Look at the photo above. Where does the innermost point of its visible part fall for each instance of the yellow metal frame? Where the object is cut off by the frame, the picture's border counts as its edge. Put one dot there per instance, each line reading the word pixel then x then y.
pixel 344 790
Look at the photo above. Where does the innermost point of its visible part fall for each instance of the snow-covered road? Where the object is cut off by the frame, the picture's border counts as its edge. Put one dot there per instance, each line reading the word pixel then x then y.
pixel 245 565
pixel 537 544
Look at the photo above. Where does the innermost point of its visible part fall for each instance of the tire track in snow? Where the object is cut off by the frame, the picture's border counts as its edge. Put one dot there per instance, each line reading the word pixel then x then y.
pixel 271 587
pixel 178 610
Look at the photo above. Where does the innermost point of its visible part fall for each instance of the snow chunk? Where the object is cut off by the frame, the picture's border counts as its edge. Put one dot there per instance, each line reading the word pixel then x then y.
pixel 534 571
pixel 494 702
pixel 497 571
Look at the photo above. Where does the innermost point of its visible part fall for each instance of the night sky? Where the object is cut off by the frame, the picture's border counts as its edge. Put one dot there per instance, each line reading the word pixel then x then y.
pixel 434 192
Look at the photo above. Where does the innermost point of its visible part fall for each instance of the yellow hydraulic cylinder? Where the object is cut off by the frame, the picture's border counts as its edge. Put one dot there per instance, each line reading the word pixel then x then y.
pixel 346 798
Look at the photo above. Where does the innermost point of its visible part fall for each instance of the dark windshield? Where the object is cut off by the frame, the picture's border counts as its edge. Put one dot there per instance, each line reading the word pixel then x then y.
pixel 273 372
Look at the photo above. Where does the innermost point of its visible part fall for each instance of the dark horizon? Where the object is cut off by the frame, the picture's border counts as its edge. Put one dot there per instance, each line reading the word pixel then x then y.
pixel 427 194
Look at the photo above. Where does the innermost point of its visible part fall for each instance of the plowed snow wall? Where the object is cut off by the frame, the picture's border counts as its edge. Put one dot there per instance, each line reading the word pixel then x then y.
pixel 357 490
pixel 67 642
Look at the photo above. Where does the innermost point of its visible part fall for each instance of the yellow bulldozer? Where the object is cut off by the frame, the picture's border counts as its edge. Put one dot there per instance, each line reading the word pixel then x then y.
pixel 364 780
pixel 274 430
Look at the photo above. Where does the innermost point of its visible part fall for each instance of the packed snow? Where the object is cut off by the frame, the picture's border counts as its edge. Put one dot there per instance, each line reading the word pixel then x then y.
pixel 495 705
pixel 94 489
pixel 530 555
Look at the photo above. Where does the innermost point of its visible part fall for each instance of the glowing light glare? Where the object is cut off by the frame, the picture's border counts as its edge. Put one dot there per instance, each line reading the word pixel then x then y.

○ ○ ○ ○ ○ ○ ○

### Work to be completed
Nothing may be left out. Retype all the entries exactly.

### Response area
Look at the photo above. Where does the innermost point of its visible part fall for each instance of the yellow metal frame? Where the object is cut off by the frame, the picture's border counts as its edge. Put one dot there per instance, each line reading the word pixel then x then y.
pixel 344 790
Look at the photo above. Where does the innermost point of its visible part fall for each instance of the snow-covered road? Where the object is cut off by the frame, the picture's border counts as its edge. Put one dot there per instance, each line reading the word pixel then x then y.
pixel 245 565
pixel 537 544
Look at the photo above. Where does the innermost point of its visible part fall for each instance of the tire track in snow? Where the object is cut off by the frame, the picture's border counts as its edge. Put one dot there per instance, each line reading the word pixel then x then y.
pixel 271 587
pixel 178 610
Look at the photo above. Where does the innermost point of its visible part fall for each instance of the snow chunk? Where the object is cut off by the frame, the picture's border counts as its edge. Put one dot there per instance, each line reading the word pixel then x then y.
pixel 534 571
pixel 494 702
pixel 497 571
Look at the photo above. Where does the innermost point of its visible part fall for each instance of the night sky? Where the object is cut off by the frame, the picture's border counts as its edge. Put one dot there per instance, each line reading the word pixel then x then y.
pixel 434 192
Look at the photo above. Where does the innermost point of its visible part fall for each instance of the yellow hydraulic cylinder? Where the object is cut off by the frame, the picture's border counts as its edge. Put one dot there per instance, each line reading the word pixel then x then y.
pixel 346 798
Look at the photo above. Where does the innermost point of its visible part fall for each instance of the dark windshield? Where the object is cut off by the frame, the picture's border counts as its edge. Put one dot there per instance, each line reading the word pixel then x then y.
pixel 273 372
Look at the photo above. Where does the innermost point of its visible part fall for each instance of the dark horizon? Where the object is cut off by the frame, the picture's border counts as its edge. Put one dot there per instance, each line reading the word pixel then x then y.
pixel 427 194
Look at the photo above. Where does the innermost point of its visible part fall for each instance of the plowed snow wall? Where the object is cut off by the frame, the picture's border counts as its edge. Put one dot there per instance, each line reading the word pixel then x then y.
pixel 357 490
pixel 67 642
Look at the photo above. Where does the innermost point of its visible part fall for each instance of the yellow bulldozer? Where the object is cut off by the frame, the picture's border counts as its edge. Put one dot there per instance, each line reading the word pixel then x then y.
pixel 364 780
pixel 274 430
Look at the photo above. Where does the innermost point of its visible part fall for each instance of the packed snow? Where the object is cut off by the frame, the picture's border counts as its edge. Put one dot there per instance, each line reading the word pixel then x then y.
pixel 495 705
pixel 94 489
pixel 530 555
Look at the photo above. Where does the innermost point of its visible part fall for each instance of the glowing light glare? Where the object is cut off by the frame, the picture's border counts as its edge. Put one dot there per instance, each line reading the word pixel then x then y.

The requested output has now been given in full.